• _TEKST ŹRÓDŁOWY_

---*---

LO w Kcyni to placówka z tradycjami. Jej początki sięgają października 1945 r. Wtedy to w budynku dawnej szkoły niemieckiej przy ul. 22 Stycznia w Kcyni uruchomiono gimnazjum koedukacyjne, przemianowane rok później na Państwową Szkołę Ogólnokształcącą. Pierwsi maturzyści opuścili szkolne mury w 1949 r. Jednym z nich - mieszkający dziś w Poznaniu prof. Witold Jurczyk, honorowy obywatel Kcyni. Nie mógł przyjechać na jubileusz. Obecna była za to jego koleżanka z klasy Danuta Paszkiewicz. Zgotowano jej owację.
Przez lata absolwenci kcyńskiego LO rozpierzchli się po Polsce i świecie. Jak informowała gości dyrektor Ewelina Marczak - jest ich już ponad 4190. Wśród nich wielu naukowców, lekarzy, pedagogów. Jak wielki sentyment żywią do swej starej "budy" przekonać się można było na jubileuszowej uroczystości.

---*---

(Rekordy zbioru danych)
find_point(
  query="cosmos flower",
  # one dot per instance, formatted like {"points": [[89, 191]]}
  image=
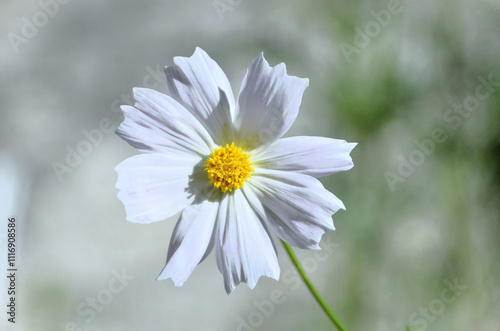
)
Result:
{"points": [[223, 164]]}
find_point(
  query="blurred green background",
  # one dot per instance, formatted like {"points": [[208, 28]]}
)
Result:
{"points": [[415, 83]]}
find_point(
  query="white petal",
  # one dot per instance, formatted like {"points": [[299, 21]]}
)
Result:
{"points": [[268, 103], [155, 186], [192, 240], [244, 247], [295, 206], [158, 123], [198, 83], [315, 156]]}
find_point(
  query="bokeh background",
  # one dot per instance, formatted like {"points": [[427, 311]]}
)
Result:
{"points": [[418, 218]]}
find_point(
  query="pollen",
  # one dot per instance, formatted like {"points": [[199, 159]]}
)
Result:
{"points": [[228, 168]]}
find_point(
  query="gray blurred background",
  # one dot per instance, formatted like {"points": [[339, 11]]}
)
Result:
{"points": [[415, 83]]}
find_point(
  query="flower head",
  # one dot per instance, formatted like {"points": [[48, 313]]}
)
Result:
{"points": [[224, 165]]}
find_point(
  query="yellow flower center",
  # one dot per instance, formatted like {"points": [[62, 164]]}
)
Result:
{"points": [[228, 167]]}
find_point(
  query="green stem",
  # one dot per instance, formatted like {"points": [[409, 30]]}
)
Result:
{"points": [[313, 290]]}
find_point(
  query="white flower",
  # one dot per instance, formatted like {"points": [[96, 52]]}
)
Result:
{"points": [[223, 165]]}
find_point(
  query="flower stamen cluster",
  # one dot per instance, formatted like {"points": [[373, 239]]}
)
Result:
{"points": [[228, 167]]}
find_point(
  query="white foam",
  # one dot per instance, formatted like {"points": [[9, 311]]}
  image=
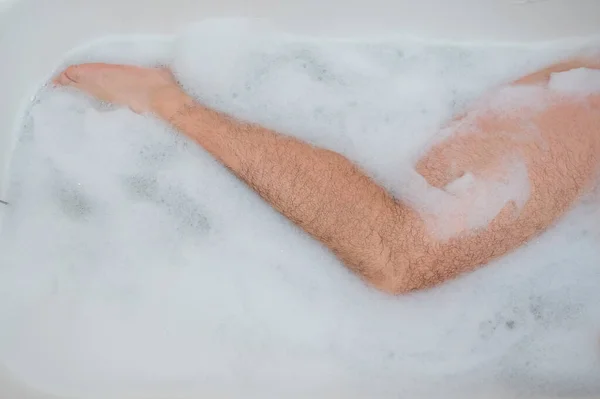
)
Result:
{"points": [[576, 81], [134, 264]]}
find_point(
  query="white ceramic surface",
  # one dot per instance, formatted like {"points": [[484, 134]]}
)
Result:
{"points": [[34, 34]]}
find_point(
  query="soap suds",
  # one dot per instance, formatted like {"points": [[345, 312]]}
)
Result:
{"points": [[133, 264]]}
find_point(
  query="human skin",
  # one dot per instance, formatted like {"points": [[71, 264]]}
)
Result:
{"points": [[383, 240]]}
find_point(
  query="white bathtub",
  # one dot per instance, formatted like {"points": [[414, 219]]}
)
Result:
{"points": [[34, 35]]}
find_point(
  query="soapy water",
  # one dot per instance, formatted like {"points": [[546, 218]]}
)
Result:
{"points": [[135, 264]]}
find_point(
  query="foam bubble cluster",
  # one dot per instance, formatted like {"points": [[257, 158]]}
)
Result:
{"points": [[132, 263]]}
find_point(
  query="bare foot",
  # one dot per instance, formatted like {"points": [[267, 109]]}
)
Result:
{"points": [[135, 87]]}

---*---

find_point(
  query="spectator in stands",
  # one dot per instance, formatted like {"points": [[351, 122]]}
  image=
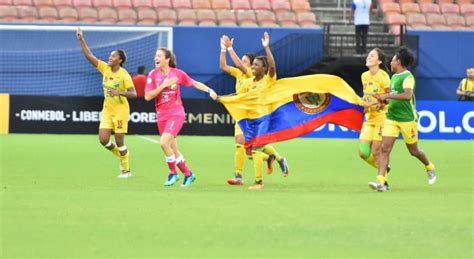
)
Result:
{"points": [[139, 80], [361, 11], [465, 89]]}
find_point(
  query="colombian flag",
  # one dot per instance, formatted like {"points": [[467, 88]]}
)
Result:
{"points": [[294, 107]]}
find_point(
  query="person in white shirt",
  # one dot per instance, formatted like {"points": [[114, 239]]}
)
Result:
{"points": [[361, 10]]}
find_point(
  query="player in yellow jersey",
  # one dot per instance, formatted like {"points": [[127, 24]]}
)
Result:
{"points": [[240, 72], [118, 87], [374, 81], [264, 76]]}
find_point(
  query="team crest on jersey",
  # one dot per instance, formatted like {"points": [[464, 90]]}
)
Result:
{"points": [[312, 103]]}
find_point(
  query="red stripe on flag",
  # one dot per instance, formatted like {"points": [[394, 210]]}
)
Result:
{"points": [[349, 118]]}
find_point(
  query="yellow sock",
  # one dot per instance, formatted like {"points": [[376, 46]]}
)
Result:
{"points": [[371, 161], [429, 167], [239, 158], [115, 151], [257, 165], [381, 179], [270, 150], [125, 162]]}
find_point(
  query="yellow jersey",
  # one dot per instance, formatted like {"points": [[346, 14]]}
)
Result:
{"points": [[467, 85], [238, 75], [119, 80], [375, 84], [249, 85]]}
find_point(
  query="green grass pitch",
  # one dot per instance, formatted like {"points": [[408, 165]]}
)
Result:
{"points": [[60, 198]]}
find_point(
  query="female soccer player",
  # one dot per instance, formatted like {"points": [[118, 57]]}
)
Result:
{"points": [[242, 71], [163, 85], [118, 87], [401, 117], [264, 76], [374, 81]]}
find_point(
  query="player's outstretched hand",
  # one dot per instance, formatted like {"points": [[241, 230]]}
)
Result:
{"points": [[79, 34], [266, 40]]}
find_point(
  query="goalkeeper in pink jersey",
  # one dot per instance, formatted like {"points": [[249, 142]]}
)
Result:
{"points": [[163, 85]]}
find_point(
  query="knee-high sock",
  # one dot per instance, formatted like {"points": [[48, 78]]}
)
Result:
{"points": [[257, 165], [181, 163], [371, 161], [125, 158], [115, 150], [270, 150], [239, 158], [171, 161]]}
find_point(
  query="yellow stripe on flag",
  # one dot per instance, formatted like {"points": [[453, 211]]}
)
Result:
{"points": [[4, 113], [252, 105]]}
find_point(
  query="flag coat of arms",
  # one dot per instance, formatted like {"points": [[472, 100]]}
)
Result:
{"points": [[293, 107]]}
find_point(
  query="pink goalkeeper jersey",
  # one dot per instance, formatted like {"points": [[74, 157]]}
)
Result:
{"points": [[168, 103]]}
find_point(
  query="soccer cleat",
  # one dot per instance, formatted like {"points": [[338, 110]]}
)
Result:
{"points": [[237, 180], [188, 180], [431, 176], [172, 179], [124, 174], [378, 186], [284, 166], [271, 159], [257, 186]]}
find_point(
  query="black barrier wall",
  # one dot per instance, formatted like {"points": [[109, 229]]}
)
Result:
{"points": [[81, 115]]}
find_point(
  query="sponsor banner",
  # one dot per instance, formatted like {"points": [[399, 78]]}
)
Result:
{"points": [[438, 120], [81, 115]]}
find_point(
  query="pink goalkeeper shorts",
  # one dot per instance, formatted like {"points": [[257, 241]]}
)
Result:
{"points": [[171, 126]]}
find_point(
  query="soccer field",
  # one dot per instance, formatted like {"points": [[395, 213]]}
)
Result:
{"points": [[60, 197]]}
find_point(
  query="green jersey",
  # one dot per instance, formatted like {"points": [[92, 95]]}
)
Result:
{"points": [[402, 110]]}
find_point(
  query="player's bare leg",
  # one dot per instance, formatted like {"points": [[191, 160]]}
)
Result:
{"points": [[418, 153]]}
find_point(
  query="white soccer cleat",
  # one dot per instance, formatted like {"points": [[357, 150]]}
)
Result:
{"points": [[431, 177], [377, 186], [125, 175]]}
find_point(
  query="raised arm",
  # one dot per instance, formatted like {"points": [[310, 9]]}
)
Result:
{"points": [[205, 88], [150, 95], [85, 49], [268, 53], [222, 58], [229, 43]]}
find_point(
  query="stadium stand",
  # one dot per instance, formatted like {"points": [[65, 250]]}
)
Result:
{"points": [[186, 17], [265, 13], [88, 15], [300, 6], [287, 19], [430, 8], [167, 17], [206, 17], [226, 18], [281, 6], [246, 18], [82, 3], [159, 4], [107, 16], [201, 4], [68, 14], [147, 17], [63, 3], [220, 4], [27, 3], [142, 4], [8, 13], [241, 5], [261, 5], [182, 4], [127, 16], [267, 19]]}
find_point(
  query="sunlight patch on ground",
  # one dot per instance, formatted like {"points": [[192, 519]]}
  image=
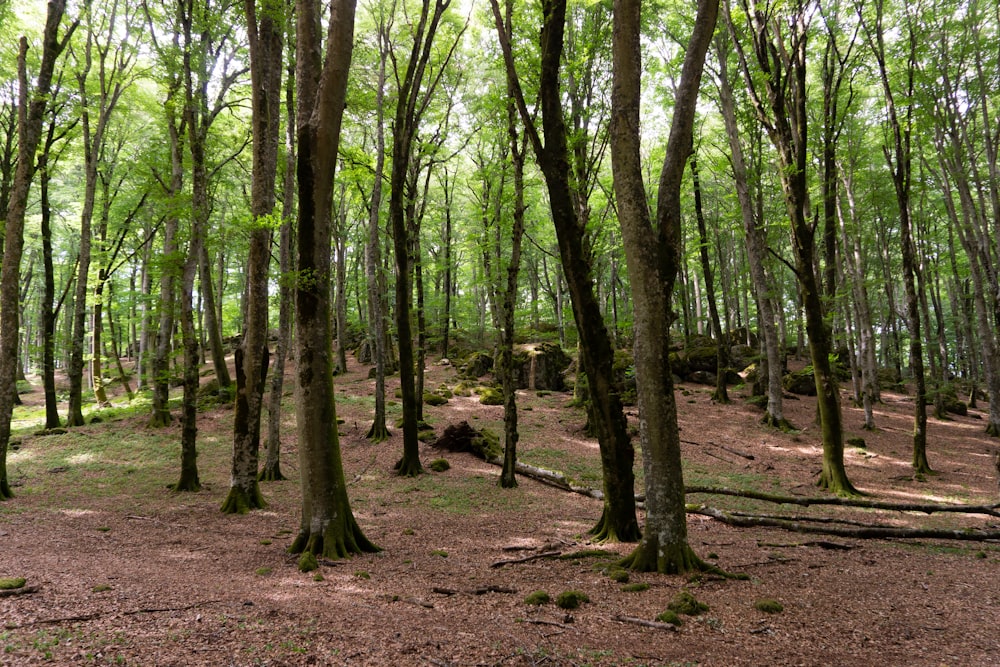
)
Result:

---*---

• _ZADANIA DO WYKONANIA_
• 1. Przepisz dosłownie fragment tekstu o liceum w Kcyni, zaczynając od "Przez lata absolwenci" i kończąc na "na jubileuszowej uroczystości.".
• 2. Wypisz wszystkie osoby podane z imienia i nazwiska w tekście o liceum w Kcyni.
Wiersze nie mają tu żadnego zastosowania.

• _WYNIKI_
• 1.
Przez lata absolwenci kcyńskiego LO rozpierzchli się po Polsce i świecie. Jak informowała gości dyrektor Ewelina Marczak - jest ich już ponad 4190. Wśród nich wielu naukowców, lekarzy, pedagogów. Jak wielki sentyment żywią do swej starej "budy" przekonać się można było na jubileuszowej uroczystości.

• 2.
- prof. Witold Jurczyk
- Danuta Paszkiewicz
- Ewelina Marczak